* **Source**
Edit 16 May 2015: I now know the exact cause and cure for this problem. See this post here
PhilC at PowerPivotForum.com.au asked me for advice on the best way to use Power Query with Power Pivot. If you have come to this post via Google, it is probably because you have had issues and are looking for answers. If you are reading this post for any other reason, then hopefully it will save you some pain by following my advice on how to minimise these Power Query issues with Power Pivot.
Quickly – what is Power Query
Power Query is the best thing to happen to Excel since Power Pivot! Basically it is a lite extract, transform and load (ETL) tool for Excel users. It allows us Excel users to grab data from almost anywhere, shape it into a form that can be used in Excel (increasingly Power Pivot), load it into your workbook and then away we go.
So what’s the problem? Let me explain
Here is the scenario. You grab some data using Power Query and then load it into Power Pivot. You start building out your measures and adding value to your Power Pivot data model. After investing many hours, you realise that you really need 1 more column of data from your Power Query table. You go back to Power Query, add the new column of data, save the workbook and “BAM” you get the following error message.
We couldn’t refresh the table YourTableName from connection YourPQConnection. Here’s the error message we got: OLE DB or ODBC error: The query YourPowerQuery or one of its inputs was modified in Power Query after this connection was added.
When you first see this message, you can feel your stomach sink through the floor. You have put hours into your data model and how you have to “start again”.
How to fix this problem after it happens
- First go to each measure in your affected table and move each measure to another table (any table will do). You can’t cut and paste from the calculation area – not if you want to keep your measure formatting anyway. So instead you need to go into ExcelManage Calculated Fields and change the table name for all the measures affected.

* **Data lines**
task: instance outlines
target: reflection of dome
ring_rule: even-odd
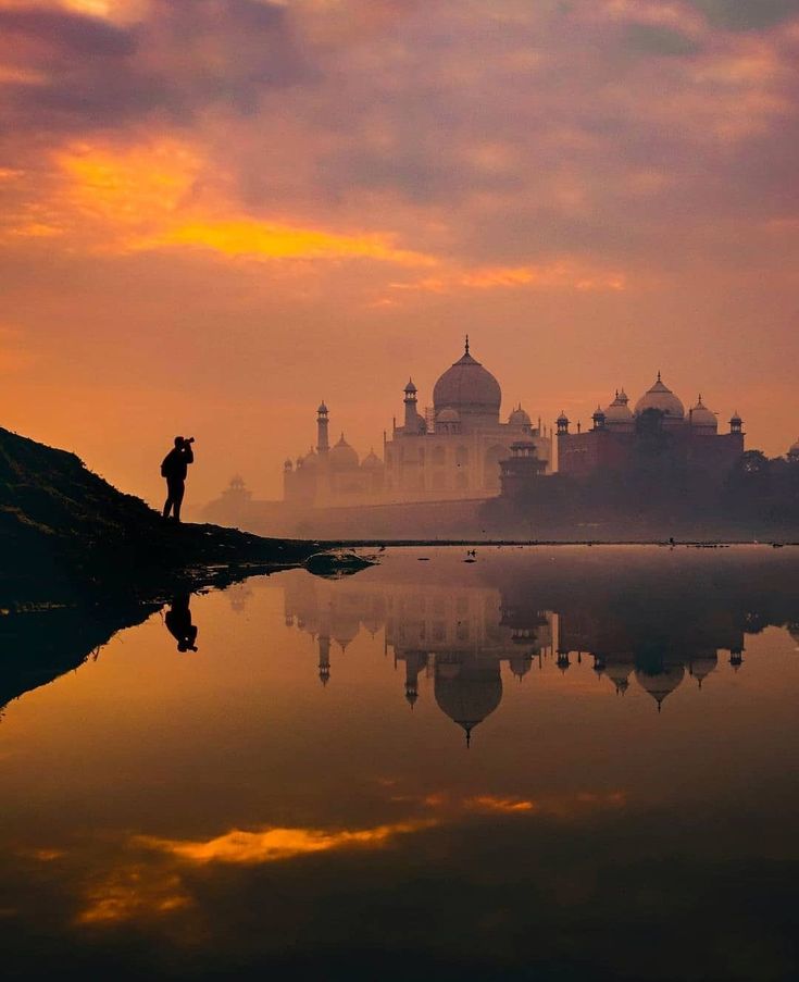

* **Brief 1**
Decide whether each statement agrees with the article on Power Query and Power Pivot. Give yes or no for each, supported by the deciding words of the article quoted exactly.
(a) Power Query is described as a lite extract, transform and load tool for Excel users.
(b) Measures can be cut and pasted from the calculation area without losing their formatting.
(c) The error appears after a new column is added in Power Query and the workbook is saved.
* **Brief 2**
Write the next part of the article on Power Query and Power Pivot, picking up after its final sentence.

* **Task answer 1**
(a) Yes: "Basically it is a lite extract, transform and load (ETL) tool for Excel users."
(b) No: "You can’t cut and paste from the calculation area – not if you want to keep your measure formatting anyway."
(c) Yes: "You go back to Power Query, add the new column of data, save the workbook and “BAM” you get the following error message."

* **Task answer 2**
- Go into Power Query, remove the check from the checkbox “load to data model” and save the Power Query.
- Then edit the Power Query again, re-check “load to data model” and save.
- Go back into Power Pivot and move all your measures back into the Power Query table.
- Reconnect the tables in Power Pivot.
Now the more measures you have in Power Pivot in your table, the more work this becomes. I can tell you it is a real hassle.
As an extra precaution, I always take hourly snapshots of my workbooks when working on the data model. Just take a copy of the current workbook and save it in a location with a unique name (date and time stamp added to the name works best for me). Then if disaster ever strikes, you never lose more than 1 hour’s work.
Prevention is better than the cure
I have seen various posts on how to fix this problem, but frankly I haven’t seen any that seem to work perfectly. So I think there are basically 2 choices:
- Don’t use Power Query
- Find a way of managing the risk to an acceptable level.
Well option 1 is not a good option because Power Query is a great tool. This is process I have adopted that minimises the effort of rework if/when something goes wrong. And the key is to never put any measures/calculate fields in tables that come from Power Query. Here is my process.
- Add your table from Power Query (as normal) into the data model.
- Create a dummy table to store your measures that would normally go into the Power Query table.
- Add the table to Power Pivot. Don’t connect the table to anything, just keep it as a disconnected table.
- When you need a measure that would normally be placed in your Power Query table, just place it in this dummy table instead.
Now there are only 2 problems with this approach, and they are minor in the big scheme of things.
- If a problem occurs, you still need unload your Power Query workbook, re-load it again and reconnect the tables. But that takes 30 seconds tops.
- You will get “false positive” warnings from Excel that your data model may need connections. But frankly you get a lot of those anyway, particularly once you start to write more complex DAX, so it is not really an issue.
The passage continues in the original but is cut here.